DATASET EXTRACT:
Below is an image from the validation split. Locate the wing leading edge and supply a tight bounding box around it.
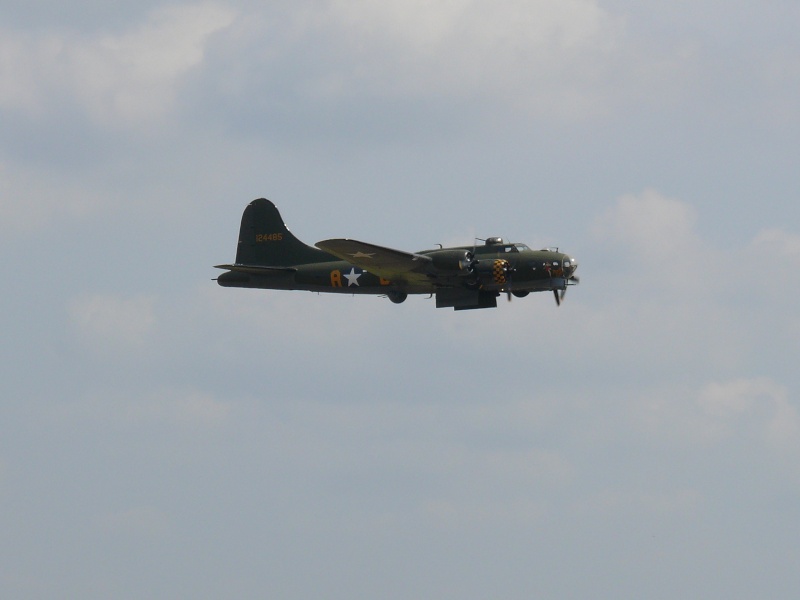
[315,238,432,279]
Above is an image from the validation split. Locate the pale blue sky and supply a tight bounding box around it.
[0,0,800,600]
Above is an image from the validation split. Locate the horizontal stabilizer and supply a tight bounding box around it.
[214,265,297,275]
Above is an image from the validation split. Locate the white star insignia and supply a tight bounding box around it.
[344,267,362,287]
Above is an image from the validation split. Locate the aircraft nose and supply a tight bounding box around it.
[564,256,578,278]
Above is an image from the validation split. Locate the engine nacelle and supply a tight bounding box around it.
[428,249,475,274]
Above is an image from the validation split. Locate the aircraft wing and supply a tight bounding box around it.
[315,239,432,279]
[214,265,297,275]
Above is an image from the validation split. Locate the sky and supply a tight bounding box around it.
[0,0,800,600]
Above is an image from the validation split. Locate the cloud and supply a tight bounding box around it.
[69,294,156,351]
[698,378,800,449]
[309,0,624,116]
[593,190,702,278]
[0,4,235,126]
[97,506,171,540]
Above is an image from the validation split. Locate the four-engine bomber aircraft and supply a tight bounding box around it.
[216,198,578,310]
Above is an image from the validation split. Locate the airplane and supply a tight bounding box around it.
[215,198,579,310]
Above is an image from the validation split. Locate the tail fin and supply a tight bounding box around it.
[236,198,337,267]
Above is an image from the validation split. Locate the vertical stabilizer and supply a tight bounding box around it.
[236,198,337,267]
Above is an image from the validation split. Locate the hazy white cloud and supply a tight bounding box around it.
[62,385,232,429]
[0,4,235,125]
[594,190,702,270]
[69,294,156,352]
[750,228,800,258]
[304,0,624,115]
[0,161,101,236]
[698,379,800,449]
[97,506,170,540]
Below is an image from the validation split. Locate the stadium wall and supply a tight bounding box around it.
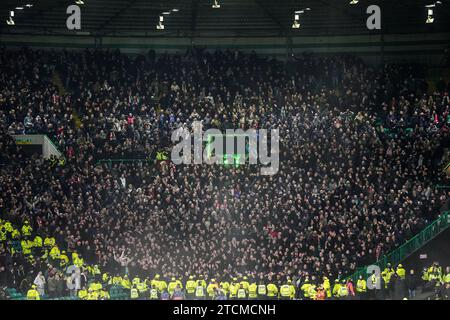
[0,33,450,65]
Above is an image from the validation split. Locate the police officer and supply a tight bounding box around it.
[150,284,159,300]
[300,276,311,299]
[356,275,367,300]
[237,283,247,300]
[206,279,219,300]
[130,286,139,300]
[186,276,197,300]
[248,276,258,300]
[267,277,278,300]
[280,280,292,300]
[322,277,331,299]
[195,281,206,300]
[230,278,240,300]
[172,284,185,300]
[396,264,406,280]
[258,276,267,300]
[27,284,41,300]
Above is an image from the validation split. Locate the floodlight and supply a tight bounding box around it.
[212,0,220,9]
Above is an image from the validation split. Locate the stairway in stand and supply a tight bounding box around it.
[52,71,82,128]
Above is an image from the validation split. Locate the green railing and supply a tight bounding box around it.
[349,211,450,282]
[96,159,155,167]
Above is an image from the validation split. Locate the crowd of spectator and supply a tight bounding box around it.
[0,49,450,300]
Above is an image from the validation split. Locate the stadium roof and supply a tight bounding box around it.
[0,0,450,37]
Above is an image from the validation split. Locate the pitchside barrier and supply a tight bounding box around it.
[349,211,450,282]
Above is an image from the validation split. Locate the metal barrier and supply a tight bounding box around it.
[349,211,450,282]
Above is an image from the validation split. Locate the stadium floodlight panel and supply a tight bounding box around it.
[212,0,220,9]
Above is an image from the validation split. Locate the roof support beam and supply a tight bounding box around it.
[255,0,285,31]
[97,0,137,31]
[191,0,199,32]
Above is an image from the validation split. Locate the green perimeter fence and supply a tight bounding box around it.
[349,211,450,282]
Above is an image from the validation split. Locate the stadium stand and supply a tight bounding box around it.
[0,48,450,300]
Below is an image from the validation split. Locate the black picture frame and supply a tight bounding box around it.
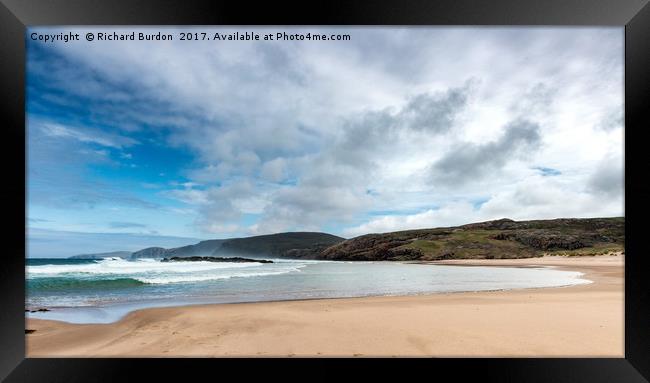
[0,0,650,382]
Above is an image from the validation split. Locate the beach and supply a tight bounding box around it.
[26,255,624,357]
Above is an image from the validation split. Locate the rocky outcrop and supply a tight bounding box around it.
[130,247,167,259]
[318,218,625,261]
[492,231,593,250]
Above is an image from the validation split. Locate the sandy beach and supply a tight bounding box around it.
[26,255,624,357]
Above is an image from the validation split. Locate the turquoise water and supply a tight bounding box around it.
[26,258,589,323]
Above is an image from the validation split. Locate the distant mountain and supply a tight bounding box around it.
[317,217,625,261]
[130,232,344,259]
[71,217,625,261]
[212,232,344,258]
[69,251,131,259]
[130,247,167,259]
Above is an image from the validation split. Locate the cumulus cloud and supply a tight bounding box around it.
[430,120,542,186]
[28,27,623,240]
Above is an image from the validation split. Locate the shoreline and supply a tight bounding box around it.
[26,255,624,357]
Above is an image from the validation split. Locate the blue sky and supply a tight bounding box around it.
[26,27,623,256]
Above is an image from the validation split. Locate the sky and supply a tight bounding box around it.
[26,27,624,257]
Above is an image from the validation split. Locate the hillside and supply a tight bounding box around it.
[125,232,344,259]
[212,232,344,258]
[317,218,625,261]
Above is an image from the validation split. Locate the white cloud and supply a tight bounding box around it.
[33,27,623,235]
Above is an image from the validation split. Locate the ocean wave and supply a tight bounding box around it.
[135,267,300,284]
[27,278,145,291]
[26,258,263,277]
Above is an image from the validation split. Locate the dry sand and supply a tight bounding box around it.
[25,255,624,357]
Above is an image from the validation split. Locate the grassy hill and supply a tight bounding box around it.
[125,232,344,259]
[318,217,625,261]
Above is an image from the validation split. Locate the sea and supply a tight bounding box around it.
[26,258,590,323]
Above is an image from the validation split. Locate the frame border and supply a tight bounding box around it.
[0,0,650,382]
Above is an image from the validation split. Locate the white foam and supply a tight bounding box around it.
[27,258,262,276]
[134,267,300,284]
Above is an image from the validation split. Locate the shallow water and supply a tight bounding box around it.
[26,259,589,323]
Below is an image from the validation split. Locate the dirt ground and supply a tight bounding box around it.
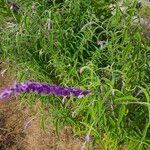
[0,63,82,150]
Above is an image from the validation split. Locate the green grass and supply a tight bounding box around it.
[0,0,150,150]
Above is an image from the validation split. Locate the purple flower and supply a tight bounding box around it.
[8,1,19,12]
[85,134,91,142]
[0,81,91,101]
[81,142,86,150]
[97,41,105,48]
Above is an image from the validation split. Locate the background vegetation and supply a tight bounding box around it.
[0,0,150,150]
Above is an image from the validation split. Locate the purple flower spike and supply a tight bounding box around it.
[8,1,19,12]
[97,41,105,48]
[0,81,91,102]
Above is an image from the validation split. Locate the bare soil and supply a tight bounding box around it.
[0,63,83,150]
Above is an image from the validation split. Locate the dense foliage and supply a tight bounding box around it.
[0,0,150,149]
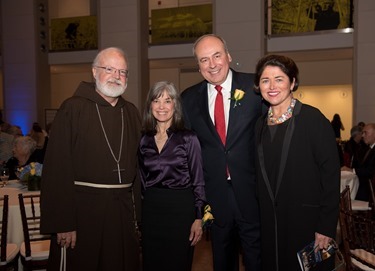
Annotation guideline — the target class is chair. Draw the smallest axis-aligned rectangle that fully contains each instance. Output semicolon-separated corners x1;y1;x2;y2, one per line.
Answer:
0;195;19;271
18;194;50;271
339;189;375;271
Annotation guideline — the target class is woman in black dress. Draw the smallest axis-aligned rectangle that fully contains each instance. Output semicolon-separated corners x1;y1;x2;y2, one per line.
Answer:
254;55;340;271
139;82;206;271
--
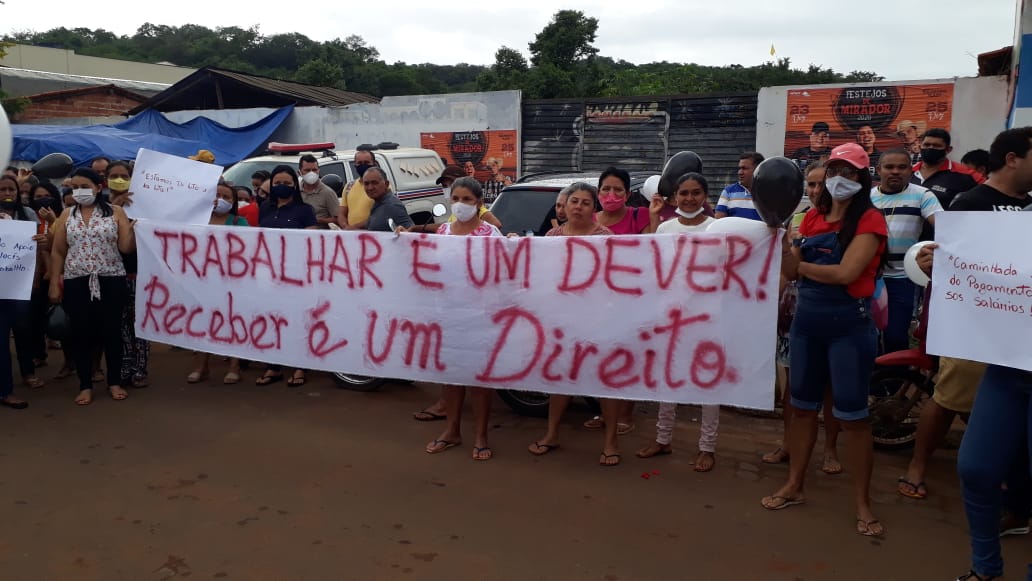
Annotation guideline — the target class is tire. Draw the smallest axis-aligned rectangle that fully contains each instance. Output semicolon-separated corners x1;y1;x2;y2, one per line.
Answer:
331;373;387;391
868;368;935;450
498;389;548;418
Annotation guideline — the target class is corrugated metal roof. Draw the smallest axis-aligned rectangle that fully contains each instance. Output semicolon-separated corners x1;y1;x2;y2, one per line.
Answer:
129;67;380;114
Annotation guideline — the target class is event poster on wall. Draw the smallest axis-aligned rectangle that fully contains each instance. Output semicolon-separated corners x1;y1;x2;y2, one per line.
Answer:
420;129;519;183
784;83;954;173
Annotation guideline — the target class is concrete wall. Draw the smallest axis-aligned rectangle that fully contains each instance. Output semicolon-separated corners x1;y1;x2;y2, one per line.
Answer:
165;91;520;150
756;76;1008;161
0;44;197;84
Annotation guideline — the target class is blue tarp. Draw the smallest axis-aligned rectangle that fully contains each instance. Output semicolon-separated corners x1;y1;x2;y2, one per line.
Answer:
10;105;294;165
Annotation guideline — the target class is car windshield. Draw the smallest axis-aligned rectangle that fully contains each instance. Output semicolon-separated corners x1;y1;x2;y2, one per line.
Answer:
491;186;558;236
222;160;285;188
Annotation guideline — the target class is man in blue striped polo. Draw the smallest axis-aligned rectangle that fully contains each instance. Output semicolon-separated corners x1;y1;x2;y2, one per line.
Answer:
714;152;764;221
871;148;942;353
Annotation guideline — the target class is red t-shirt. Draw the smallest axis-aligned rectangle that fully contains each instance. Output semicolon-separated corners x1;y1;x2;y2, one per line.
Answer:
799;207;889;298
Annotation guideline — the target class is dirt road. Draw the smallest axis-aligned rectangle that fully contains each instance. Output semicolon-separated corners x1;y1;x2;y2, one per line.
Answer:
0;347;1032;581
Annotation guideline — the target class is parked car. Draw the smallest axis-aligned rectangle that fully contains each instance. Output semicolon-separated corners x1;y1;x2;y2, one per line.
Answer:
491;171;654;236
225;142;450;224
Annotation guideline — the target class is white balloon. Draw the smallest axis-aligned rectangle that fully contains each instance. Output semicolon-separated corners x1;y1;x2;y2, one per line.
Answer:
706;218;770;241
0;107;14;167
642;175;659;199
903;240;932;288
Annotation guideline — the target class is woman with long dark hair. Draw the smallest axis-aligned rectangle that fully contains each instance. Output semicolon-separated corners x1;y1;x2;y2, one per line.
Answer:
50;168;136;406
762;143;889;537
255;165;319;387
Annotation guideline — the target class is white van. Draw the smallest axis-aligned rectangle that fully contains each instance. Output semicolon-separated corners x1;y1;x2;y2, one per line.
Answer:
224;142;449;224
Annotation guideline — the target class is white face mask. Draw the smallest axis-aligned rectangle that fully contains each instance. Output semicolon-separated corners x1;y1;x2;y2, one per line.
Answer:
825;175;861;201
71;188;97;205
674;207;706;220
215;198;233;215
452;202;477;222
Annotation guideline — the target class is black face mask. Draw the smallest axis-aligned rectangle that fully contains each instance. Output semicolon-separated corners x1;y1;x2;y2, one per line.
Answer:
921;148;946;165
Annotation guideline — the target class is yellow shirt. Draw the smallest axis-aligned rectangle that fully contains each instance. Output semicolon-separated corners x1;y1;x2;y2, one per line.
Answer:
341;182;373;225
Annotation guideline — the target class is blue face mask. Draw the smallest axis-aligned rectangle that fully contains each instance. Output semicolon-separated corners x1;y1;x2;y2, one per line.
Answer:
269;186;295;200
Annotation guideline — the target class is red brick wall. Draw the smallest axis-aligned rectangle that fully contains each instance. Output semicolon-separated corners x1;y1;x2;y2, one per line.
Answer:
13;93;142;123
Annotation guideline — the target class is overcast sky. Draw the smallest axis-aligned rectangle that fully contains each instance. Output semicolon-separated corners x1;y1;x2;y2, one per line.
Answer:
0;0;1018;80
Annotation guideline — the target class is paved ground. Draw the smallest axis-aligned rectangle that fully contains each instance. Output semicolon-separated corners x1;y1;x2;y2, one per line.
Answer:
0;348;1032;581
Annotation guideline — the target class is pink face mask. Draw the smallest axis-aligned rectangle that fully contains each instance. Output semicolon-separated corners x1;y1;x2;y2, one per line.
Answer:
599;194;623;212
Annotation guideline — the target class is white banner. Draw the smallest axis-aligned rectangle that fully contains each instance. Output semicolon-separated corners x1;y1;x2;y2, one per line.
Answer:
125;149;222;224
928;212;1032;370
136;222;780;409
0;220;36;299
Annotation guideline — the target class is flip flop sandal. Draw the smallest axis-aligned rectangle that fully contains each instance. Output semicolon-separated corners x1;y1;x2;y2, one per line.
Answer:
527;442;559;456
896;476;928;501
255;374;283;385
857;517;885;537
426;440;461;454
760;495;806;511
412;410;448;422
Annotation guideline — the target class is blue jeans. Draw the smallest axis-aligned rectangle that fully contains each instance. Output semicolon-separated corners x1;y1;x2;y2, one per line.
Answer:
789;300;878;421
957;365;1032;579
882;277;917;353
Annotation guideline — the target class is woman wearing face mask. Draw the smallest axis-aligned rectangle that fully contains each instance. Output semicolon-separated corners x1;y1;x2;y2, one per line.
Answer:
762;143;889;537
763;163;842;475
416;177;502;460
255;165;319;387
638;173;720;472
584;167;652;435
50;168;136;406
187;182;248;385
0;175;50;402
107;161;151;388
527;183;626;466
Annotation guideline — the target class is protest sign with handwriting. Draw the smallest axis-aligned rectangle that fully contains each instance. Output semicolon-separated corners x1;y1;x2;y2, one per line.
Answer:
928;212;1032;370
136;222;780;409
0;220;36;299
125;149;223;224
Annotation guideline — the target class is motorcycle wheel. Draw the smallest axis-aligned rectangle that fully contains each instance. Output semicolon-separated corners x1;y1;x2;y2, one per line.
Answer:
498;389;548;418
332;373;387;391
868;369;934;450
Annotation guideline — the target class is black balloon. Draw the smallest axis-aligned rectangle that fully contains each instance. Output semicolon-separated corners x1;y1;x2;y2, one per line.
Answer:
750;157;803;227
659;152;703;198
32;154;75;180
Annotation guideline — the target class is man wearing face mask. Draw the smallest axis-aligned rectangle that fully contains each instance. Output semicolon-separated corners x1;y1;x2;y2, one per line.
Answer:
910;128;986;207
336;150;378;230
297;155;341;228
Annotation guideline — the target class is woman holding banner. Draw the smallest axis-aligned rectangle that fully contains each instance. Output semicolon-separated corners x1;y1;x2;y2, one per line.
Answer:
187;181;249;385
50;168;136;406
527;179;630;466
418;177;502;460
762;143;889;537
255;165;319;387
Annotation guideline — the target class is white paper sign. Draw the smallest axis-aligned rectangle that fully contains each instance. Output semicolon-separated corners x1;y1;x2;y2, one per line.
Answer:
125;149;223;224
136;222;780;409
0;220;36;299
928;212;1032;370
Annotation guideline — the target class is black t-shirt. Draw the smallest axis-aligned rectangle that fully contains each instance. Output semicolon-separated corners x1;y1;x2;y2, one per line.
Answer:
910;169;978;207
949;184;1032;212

TASK INSTRUCTIONS:
Reproduce, without changes, the lines of the listing from the line with "Annotation guideline — the target class is flip" up to and including the line with "32;154;75;180".

CORRECT OUTPUT:
Annotation guideline — the target class is flip flop sandal. Draw the smallest axis-aligned rectangle that fully contains each instance. Output semicolon-separated corners x1;y1;x2;y2, one per line.
Answer:
527;442;559;456
896;476;928;501
255;374;283;385
857;517;885;537
426;440;461;454
760;495;806;511
412;410;448;422
Annotation guideline — the target class is blue jeans. Draw the smallest axis-aligned rectangle that fully contains each instance. Output semicolon-separated corners x1;y1;x2;y2, one per line.
Answer:
789;300;878;421
957;365;1032;579
882;277;917;353
Annotation guideline — the target class is woman wearing face mask. Draw the smallest axis-aligned rectangle that fully contains each instance. Output semicolon-separated corners x1;y1;x2;y2, one per line.
Answer:
762;143;889;537
763;163;842;475
416;177;502;460
255;165;319;387
638;173;720;472
584;167;652;435
50;168;136;406
187;182;248;385
0;175;50;402
107;161;151;388
527;183;626;466
Annotation guideline — the target class is protest sign with handwriting. Draw the smallest axis-aligned rectangle that fully contains each instance. Output semicolon-separated corners x1;y1;x2;y2, one per line.
Answer:
928;212;1032;370
136;222;780;409
0;220;36;299
125;149;223;224
Annotation guideline — the target class is motorcycle wheel. Draw the smallest axis-aligned rectangle that fully contains each instance. Output semicolon-separated corners x1;y1;x2;y2, one per line.
Answer:
498;389;548;418
332;373;387;391
868;369;934;450
Annotation guideline — the target class is black balloon. Draw the smallest axis-aligned rectangle that fully contains each instance. Output semicolon-separated corners x1;y1;x2;y2, one per line.
Answer:
750;157;803;227
659;152;703;198
32;154;75;180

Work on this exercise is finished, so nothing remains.